## begin RECORDS PROVIDED

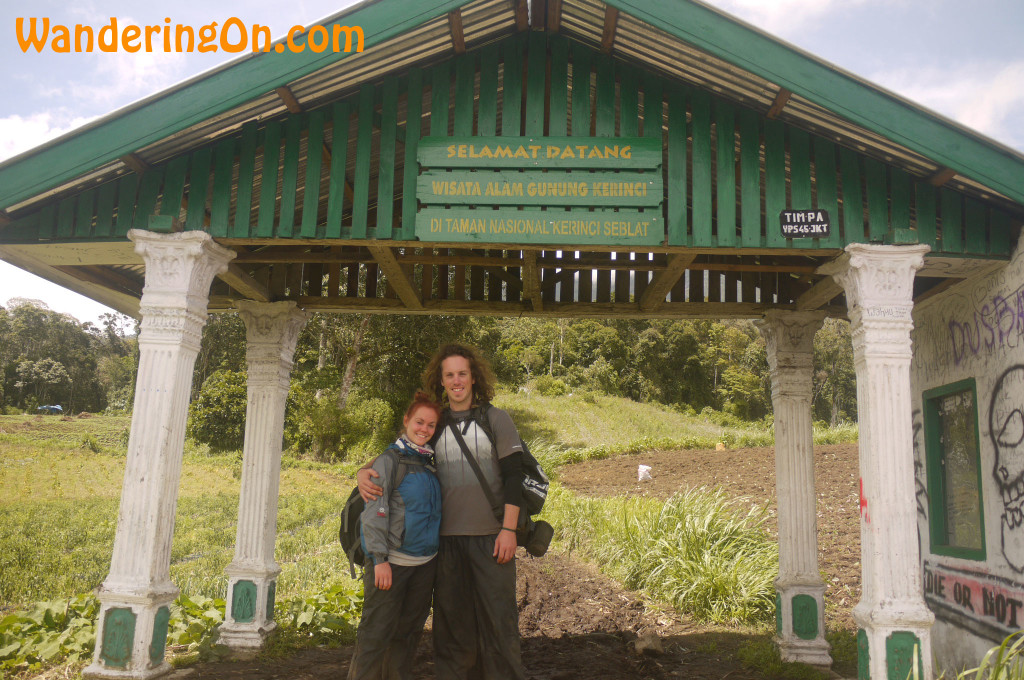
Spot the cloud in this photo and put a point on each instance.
(19, 133)
(784, 17)
(984, 95)
(123, 77)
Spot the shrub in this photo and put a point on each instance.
(698, 550)
(217, 418)
(549, 386)
(317, 427)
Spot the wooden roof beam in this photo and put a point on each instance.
(241, 281)
(819, 294)
(288, 97)
(610, 26)
(941, 176)
(521, 14)
(554, 15)
(653, 296)
(396, 277)
(105, 277)
(455, 28)
(781, 98)
(135, 163)
(531, 281)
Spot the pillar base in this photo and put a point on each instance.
(801, 635)
(249, 620)
(887, 638)
(131, 635)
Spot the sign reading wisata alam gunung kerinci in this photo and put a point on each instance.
(566, 190)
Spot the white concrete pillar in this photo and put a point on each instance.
(892, 615)
(135, 597)
(799, 589)
(271, 331)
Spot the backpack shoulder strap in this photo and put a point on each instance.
(481, 416)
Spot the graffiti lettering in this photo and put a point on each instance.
(999, 323)
(995, 603)
(1006, 429)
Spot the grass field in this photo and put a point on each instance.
(58, 506)
(60, 482)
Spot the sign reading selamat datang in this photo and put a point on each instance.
(565, 190)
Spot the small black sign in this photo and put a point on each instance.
(805, 223)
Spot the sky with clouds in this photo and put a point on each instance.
(964, 60)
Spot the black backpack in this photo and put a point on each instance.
(350, 534)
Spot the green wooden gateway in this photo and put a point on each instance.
(585, 158)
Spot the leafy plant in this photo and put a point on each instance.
(48, 632)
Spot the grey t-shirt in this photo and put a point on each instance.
(465, 509)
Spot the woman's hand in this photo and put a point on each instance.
(505, 546)
(368, 490)
(382, 576)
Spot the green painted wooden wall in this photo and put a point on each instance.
(728, 171)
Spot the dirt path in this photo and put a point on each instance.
(577, 623)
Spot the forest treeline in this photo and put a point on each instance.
(353, 373)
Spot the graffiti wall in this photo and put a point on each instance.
(976, 331)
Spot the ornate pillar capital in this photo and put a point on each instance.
(179, 268)
(879, 284)
(790, 340)
(271, 332)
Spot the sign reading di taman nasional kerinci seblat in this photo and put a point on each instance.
(565, 190)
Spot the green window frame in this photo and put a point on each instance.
(956, 514)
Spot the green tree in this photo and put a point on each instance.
(835, 375)
(217, 417)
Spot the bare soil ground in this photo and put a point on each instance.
(577, 623)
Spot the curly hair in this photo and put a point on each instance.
(421, 398)
(483, 377)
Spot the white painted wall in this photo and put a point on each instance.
(976, 330)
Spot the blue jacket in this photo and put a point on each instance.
(406, 519)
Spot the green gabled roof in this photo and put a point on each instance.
(199, 99)
(308, 166)
(406, 25)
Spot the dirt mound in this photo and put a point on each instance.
(749, 474)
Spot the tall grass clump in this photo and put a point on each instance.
(698, 550)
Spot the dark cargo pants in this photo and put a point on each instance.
(392, 623)
(476, 619)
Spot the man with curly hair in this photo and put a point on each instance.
(476, 621)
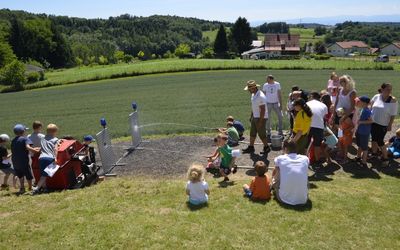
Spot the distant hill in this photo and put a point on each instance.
(336, 19)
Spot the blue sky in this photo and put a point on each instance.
(222, 10)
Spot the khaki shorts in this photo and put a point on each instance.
(261, 131)
(302, 144)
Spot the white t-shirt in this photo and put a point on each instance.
(257, 100)
(271, 92)
(319, 112)
(35, 139)
(383, 111)
(293, 187)
(197, 190)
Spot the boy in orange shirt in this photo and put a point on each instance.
(259, 188)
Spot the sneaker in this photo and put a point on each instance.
(248, 150)
(21, 191)
(36, 191)
(266, 150)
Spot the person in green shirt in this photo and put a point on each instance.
(233, 134)
(225, 153)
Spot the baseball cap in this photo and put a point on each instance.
(19, 128)
(4, 137)
(364, 99)
(88, 138)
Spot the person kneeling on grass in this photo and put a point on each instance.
(290, 176)
(197, 187)
(394, 145)
(224, 153)
(5, 164)
(259, 188)
(48, 155)
(233, 135)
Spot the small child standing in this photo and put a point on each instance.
(345, 134)
(259, 188)
(233, 135)
(363, 130)
(330, 142)
(237, 125)
(20, 149)
(48, 155)
(224, 154)
(394, 145)
(197, 187)
(5, 164)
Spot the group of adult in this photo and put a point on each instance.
(312, 113)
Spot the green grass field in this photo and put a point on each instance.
(75, 75)
(200, 98)
(344, 213)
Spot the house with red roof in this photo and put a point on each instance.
(275, 45)
(348, 47)
(392, 49)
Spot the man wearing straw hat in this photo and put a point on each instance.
(258, 117)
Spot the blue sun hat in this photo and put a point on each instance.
(88, 138)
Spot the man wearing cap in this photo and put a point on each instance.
(272, 91)
(20, 149)
(258, 118)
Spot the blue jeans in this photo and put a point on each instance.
(277, 109)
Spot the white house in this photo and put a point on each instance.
(345, 48)
(391, 49)
(275, 45)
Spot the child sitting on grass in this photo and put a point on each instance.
(394, 145)
(5, 164)
(237, 125)
(259, 188)
(233, 135)
(224, 153)
(197, 187)
(345, 134)
(20, 149)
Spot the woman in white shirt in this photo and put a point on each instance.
(346, 98)
(384, 110)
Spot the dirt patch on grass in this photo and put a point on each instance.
(171, 157)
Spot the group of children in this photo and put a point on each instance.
(222, 162)
(30, 150)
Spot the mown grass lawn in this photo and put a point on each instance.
(200, 98)
(133, 213)
(81, 74)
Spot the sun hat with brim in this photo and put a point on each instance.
(88, 138)
(4, 137)
(251, 84)
(364, 99)
(19, 128)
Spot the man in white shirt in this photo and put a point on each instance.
(258, 118)
(272, 91)
(290, 176)
(316, 133)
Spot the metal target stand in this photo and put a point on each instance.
(107, 155)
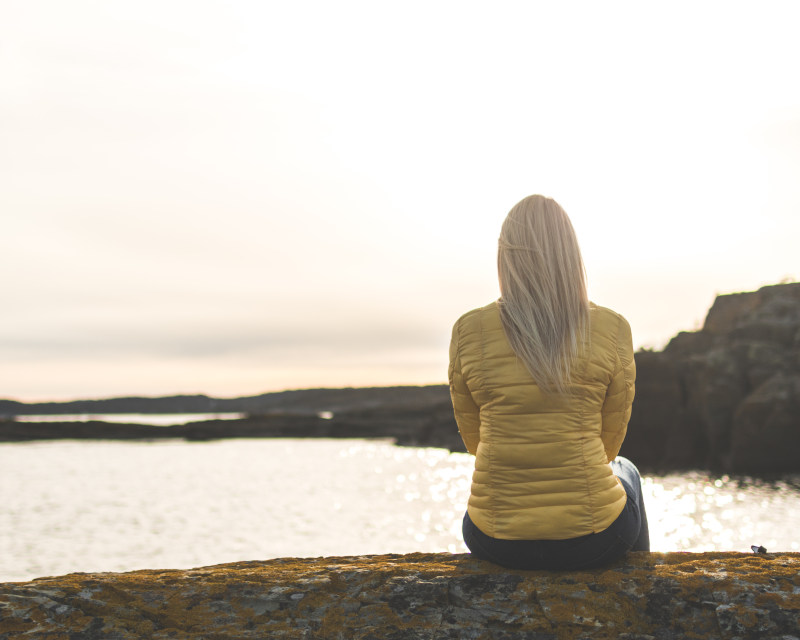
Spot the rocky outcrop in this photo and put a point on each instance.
(726, 397)
(435, 596)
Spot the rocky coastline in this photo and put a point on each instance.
(645, 596)
(725, 398)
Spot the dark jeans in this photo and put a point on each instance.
(629, 532)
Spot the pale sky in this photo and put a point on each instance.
(237, 197)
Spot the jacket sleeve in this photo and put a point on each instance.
(619, 394)
(464, 407)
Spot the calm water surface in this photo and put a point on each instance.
(117, 506)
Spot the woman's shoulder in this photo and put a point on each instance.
(609, 323)
(479, 315)
(604, 315)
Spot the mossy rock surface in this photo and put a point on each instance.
(661, 596)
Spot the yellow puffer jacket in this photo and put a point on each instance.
(542, 461)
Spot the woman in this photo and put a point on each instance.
(542, 383)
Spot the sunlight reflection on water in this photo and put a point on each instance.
(116, 506)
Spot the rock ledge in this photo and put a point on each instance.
(658, 596)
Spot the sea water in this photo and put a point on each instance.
(117, 506)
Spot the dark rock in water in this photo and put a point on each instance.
(432, 596)
(726, 397)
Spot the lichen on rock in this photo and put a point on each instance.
(674, 595)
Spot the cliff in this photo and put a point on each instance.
(726, 397)
(646, 596)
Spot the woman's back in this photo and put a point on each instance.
(542, 458)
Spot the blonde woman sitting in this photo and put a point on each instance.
(542, 383)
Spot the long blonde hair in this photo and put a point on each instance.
(543, 301)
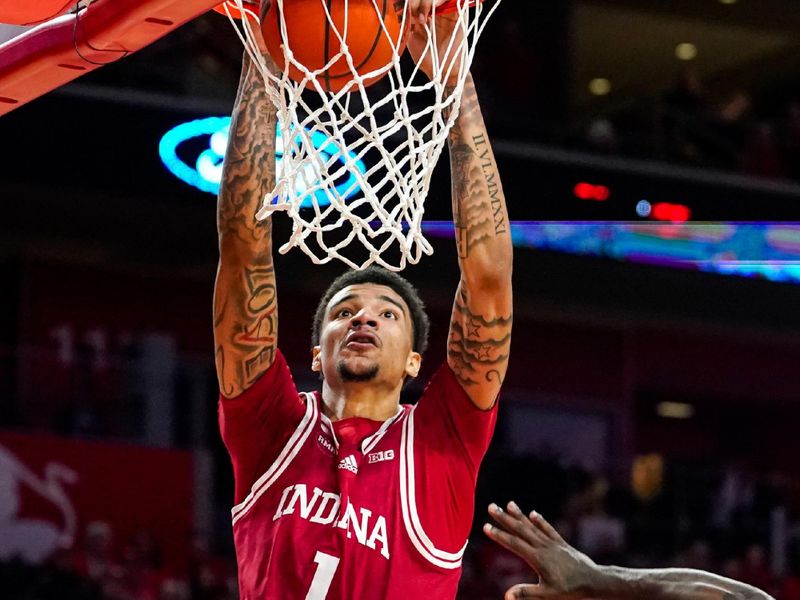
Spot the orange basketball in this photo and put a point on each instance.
(314, 42)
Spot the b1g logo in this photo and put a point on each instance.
(193, 152)
(380, 456)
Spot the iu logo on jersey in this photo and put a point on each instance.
(349, 463)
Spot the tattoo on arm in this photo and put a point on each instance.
(245, 300)
(478, 347)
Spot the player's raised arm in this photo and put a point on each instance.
(567, 574)
(245, 300)
(480, 329)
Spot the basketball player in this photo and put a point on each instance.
(344, 493)
(565, 573)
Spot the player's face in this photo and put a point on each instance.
(366, 337)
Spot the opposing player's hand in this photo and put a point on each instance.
(564, 572)
(444, 28)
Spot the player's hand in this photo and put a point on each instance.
(445, 26)
(564, 572)
(258, 36)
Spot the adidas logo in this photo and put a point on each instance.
(349, 463)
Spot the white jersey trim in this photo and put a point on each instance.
(287, 455)
(370, 442)
(408, 504)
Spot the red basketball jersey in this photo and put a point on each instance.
(352, 509)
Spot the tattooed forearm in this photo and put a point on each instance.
(478, 346)
(245, 299)
(480, 330)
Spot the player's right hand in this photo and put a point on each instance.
(564, 572)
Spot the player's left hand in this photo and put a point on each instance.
(564, 572)
(420, 12)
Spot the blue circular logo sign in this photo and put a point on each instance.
(212, 133)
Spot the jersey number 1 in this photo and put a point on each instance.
(326, 568)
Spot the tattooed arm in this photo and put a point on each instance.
(245, 300)
(480, 328)
(567, 574)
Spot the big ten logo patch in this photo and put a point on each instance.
(325, 443)
(380, 456)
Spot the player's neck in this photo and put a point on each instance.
(360, 400)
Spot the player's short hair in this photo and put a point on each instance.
(379, 276)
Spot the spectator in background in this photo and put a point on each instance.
(762, 154)
(598, 533)
(682, 106)
(95, 560)
(755, 569)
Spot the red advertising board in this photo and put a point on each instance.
(51, 488)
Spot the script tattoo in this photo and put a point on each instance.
(478, 204)
(245, 300)
(478, 346)
(480, 330)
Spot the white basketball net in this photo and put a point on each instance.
(357, 167)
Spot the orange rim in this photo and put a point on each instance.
(234, 10)
(452, 5)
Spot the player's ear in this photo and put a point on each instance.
(316, 360)
(413, 364)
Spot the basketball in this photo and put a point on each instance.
(370, 28)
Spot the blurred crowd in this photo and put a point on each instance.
(101, 569)
(723, 130)
(728, 523)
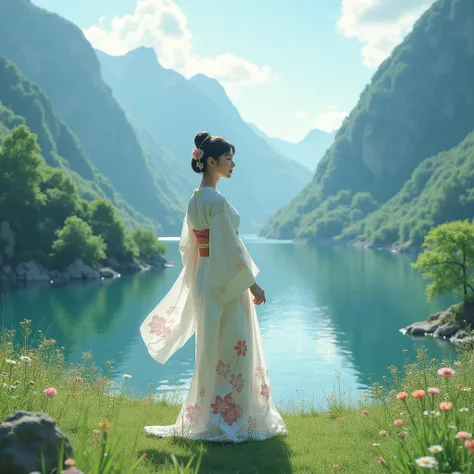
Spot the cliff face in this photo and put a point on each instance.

## end RECORDS PROVIDED

EXERCISE AIM = Quote exactly, and nothing besides, the lines from the one with "Spot the script" through the end of the records above; include both ends and omit the pictures.

CORRECT OUTPUT =
Spot the script tattoo in this photo and put a point on each instance.
(478, 204)
(245, 300)
(478, 346)
(480, 330)
Spot the white basketball net in this photo and put a point on each instance.
(357, 167)
Spot the orange rim in this photo and put a point on each instance.
(234, 10)
(452, 5)
Spot the player's ear in this photo and put a point on each instance.
(316, 360)
(413, 364)
Spot the basketball in this photo and put a point on each instance.
(370, 28)
Spot the blurred crowd in this photo and put a point on each instance.
(101, 569)
(723, 130)
(728, 523)
Spot the cliff face in this photo and put a point on each instance.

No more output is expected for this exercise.